**Document excerpt**
A community with such astronomical reach as our cells’ deserves an anthropology: by what kind of society can such grandeur be achieved, though it demands rampant self-sacrifice? It is a society molded under pressure, surviving and thriving today because it beat out other societies in which cells did not die for the common good. It has been shaped by evolution’s total war.
But it would be a mistake to think that this society is governed by martial law, a sort of biological Third Reich or Airstrip One. Rather, our evolution resembles more the slow refinement of shared traditions — however grisly or unfair — that are adjusted, tried, and proven to better provide a common welfare. Whereas our human traditions reside in our brains, those of our cells reside in their genomes, comprising a shared culture that has supplanted the cells’ former, solitary state of nature to form together a Leviathan. But unlike what Hobbes envisioned, this Leviathan has no monarch at its head: each cell constructs and is equally constructed by the role played by its partners. In our brains, for example, neurons become neurons after being instructed to do so by the cells surrounding them, which themselves become supporting cells. It is aristocracy in the older sense: rule by the best — but not quite. Every cell, not just one empowered class, serves, and must serve, as best befits its position.
But this leaves each cell’s fate predetermined by its lineage. Though ordinary cells can be coaxed in the lab to create a new embryo from which all cell types then descend, any given cell in the body will almost certainly stick to a predictable and specialized life trajectory: if a stem cell in the bone divides, its daughters will make bone. Only on rare occasions, such as severe injuries, do cells sometimes change roles, and almost always in ways that evolution has taught will serve the whole organism.
Only rarely does a cell have its own genetic idea, a mutation of the genomic norm. We are mosaics of several genetically different parts, each part descended from an embryonic ancestor in which a slight mutation occurred. This diversity is most obviously manifest when the mutated genes guide skin pigmentation, creating a literal mosaic of dark and light on the body’s surface. Other cases of evolution go beyond creating mere curiosities: rare skin disorders can improve with age as doubly mutated skin cells reverse the harmful mutation and replace their failing compatriots.

**Data excerpts**
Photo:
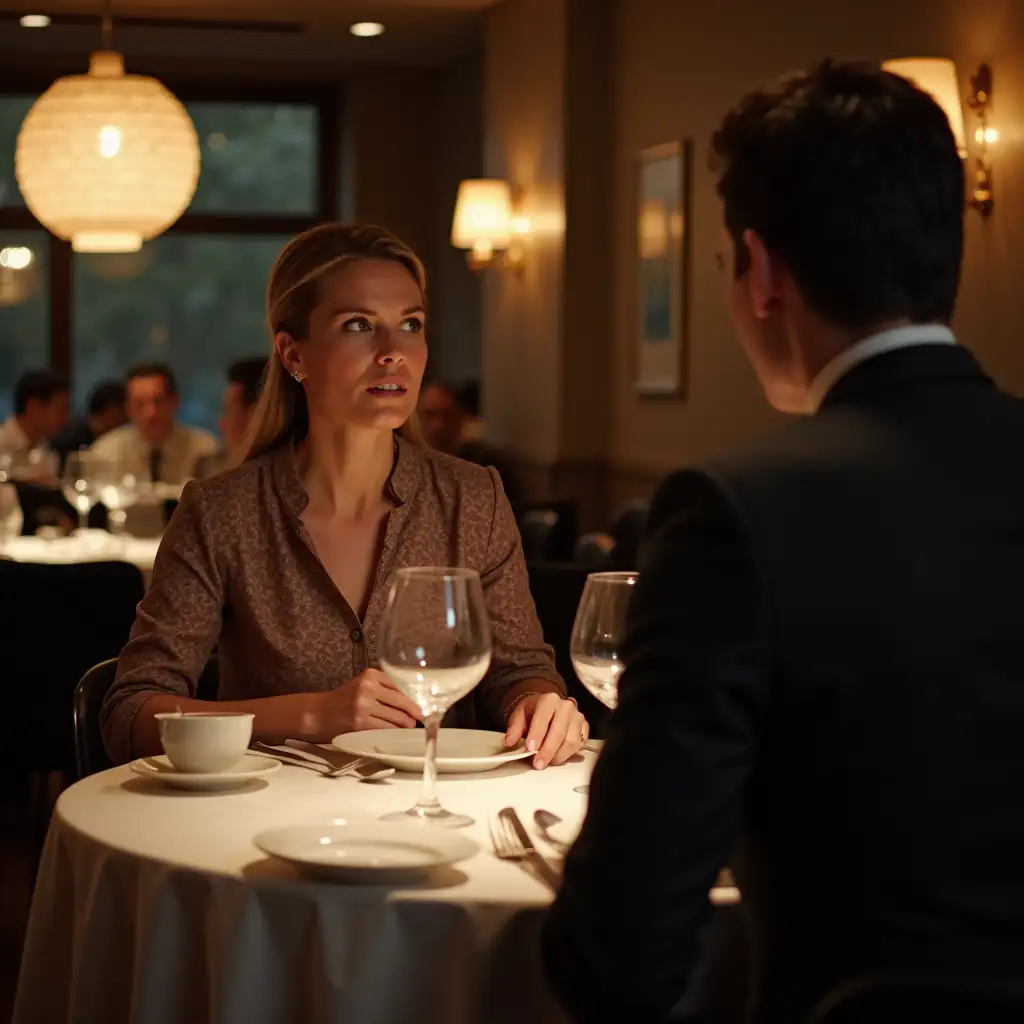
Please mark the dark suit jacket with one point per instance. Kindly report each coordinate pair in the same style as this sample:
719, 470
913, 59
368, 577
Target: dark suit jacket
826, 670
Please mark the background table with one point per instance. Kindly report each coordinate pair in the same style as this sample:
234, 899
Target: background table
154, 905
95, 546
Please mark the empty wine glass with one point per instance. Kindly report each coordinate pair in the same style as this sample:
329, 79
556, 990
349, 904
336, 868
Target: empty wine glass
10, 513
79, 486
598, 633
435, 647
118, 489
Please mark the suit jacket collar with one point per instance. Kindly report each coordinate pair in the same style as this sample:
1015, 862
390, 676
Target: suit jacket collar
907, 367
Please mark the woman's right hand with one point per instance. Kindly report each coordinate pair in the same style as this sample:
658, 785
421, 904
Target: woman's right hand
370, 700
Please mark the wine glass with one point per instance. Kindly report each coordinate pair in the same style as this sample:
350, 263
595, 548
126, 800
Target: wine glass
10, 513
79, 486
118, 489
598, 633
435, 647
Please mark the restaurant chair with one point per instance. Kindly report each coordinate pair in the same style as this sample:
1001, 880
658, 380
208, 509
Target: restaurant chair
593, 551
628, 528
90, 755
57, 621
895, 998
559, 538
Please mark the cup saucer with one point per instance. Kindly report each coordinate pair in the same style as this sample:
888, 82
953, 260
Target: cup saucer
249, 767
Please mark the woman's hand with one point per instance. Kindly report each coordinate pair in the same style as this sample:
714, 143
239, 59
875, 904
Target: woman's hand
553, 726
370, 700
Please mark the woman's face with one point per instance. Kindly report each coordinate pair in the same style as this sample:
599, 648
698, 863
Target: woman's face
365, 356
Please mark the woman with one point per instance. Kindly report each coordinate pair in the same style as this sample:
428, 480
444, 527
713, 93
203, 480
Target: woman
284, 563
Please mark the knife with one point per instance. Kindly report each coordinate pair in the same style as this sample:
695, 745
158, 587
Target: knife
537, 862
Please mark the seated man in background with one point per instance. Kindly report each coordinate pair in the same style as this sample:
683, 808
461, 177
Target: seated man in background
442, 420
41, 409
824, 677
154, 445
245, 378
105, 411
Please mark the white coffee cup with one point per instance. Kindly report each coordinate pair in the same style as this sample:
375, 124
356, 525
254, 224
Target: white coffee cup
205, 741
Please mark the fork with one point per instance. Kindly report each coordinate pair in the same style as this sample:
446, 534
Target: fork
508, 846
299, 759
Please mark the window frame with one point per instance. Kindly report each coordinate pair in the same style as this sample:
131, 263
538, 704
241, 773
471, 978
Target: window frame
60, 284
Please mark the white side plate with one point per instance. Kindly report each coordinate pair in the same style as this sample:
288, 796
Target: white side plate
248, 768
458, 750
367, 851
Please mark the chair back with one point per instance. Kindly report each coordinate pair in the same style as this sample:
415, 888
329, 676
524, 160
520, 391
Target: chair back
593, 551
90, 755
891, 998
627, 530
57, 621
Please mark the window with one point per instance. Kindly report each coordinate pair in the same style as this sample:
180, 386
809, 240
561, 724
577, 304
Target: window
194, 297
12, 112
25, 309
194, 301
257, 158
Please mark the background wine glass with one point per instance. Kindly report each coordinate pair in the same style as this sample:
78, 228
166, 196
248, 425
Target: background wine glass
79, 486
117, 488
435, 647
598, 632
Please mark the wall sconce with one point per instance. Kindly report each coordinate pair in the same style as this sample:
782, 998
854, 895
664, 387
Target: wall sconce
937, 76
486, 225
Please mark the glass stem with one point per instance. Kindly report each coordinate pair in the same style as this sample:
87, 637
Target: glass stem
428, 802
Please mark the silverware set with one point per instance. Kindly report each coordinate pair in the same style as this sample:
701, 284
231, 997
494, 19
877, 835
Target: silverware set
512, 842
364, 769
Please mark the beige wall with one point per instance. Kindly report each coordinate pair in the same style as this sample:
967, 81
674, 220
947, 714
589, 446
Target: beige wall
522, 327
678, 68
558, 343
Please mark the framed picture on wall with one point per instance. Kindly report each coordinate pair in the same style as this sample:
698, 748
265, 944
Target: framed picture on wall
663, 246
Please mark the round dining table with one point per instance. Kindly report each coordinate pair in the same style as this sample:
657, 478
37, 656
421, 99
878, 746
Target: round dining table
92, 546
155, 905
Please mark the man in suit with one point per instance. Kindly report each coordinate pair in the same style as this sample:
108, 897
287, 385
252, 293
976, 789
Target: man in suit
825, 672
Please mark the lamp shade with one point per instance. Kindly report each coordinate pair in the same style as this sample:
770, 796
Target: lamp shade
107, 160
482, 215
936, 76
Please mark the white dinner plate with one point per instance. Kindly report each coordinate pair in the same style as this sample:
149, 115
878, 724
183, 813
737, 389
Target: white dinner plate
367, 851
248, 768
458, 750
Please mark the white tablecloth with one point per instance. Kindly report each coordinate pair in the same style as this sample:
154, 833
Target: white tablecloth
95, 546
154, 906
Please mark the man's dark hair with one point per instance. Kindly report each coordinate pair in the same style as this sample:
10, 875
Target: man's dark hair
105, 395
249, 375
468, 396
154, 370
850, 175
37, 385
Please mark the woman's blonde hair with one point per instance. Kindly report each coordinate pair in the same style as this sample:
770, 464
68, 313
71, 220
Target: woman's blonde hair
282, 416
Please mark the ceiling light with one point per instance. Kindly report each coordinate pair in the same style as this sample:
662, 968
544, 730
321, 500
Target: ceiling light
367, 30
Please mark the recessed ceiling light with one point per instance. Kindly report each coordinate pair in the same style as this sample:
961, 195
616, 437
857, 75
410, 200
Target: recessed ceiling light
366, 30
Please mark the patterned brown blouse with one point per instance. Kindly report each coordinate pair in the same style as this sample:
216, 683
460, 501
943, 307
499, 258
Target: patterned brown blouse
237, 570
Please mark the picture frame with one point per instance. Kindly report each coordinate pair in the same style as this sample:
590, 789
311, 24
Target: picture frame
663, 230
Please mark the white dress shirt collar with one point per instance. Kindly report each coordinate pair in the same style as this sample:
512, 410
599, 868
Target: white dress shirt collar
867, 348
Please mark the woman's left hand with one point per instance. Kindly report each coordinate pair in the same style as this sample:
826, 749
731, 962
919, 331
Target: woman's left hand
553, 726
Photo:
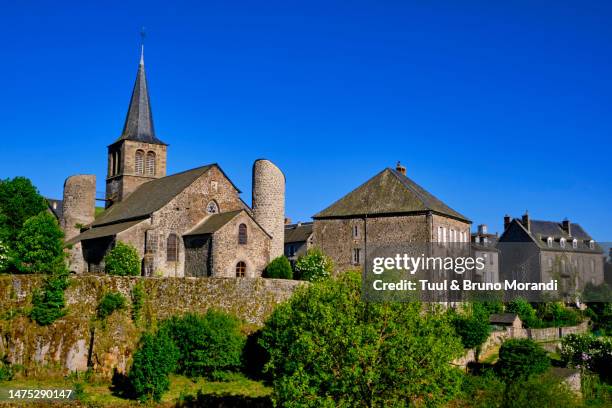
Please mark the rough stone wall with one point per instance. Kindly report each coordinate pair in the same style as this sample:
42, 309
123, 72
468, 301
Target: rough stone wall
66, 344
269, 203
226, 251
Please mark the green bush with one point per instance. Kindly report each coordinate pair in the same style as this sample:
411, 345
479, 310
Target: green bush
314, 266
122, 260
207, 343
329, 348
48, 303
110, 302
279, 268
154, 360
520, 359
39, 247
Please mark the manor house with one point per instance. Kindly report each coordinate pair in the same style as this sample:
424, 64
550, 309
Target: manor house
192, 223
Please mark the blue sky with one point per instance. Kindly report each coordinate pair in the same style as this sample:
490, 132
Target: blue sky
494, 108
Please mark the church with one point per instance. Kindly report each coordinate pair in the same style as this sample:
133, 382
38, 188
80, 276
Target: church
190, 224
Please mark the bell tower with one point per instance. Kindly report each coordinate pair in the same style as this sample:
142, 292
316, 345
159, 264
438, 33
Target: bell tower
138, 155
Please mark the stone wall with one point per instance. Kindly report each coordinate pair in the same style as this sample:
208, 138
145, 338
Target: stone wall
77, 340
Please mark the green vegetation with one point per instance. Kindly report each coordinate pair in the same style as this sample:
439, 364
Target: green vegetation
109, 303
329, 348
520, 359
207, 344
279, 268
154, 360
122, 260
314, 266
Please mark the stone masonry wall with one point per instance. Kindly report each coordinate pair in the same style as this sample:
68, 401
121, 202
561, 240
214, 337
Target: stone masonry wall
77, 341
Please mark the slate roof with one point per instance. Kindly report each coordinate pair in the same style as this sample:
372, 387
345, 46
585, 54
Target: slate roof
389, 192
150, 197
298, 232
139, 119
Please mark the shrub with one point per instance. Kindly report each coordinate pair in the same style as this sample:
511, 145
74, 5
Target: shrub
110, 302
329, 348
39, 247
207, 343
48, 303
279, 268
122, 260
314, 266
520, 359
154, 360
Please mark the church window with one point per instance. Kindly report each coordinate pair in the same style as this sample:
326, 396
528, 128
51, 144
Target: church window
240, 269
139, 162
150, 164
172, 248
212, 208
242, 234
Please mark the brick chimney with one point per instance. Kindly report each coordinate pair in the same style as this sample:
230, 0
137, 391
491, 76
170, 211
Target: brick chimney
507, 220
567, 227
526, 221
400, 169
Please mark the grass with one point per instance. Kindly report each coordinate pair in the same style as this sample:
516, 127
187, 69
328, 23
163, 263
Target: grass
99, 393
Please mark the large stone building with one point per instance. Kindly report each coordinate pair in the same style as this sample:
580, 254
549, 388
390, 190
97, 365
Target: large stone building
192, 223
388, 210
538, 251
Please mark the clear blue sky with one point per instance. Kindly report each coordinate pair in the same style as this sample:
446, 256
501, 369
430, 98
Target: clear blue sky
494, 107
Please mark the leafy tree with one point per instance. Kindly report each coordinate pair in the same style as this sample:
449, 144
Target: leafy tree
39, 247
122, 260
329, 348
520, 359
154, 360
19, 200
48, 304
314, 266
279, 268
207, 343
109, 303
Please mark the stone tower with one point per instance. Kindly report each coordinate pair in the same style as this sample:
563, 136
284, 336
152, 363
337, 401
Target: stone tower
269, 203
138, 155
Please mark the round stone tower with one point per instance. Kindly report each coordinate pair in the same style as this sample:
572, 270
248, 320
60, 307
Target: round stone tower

**Exercises to complete**
a) In the passage about the society of our cells, what makes neurons become neurons?
b) List every part of the human body that the passage about the society of our cells names.
c) Extend the passage about the society of our cells, picking up right after its final sentence.

**Set of answers**
a) Neurons become neurons after being instructed to do so by the cells surrounding them.

b) The brain, bone, and skin.

c)
But the degree of diversity in our body’s cellular society is, generally, imperceptible; diversity, like liberty, is not our bodies’ strong point. Only in desperate times will our immune system generate an army of hyper-mutated killer cells to fight infection, and, when quieter times return, these mutated cells are left to wither away. Our cellular society is largely homogeneous, and thriving because of it. Though there are a few known multicellular species of slime mold and fungi that aren’t so strict, they are merely that: mold and fungi. Whereas they allow their cells to split apart and come together as the need arises, our constitution is kept on lock-down from the moment the egg is fertilized, held tight through every division as it reproduces to produce a body’s worth of selfsame descendants.
I’m troubled by all this rigid uniformity and lack of liberty. Our bodies are themselves one of the world’s oldest and greatest civilizations, and I would rather their example inspire a vision for our own future, one concordant with values we people hold in common. But we can at least work to keep our society from being subject to the harsh pressures that pushed our cells to such lengths, and, failing that, take solace in the greatness that might thereby be born.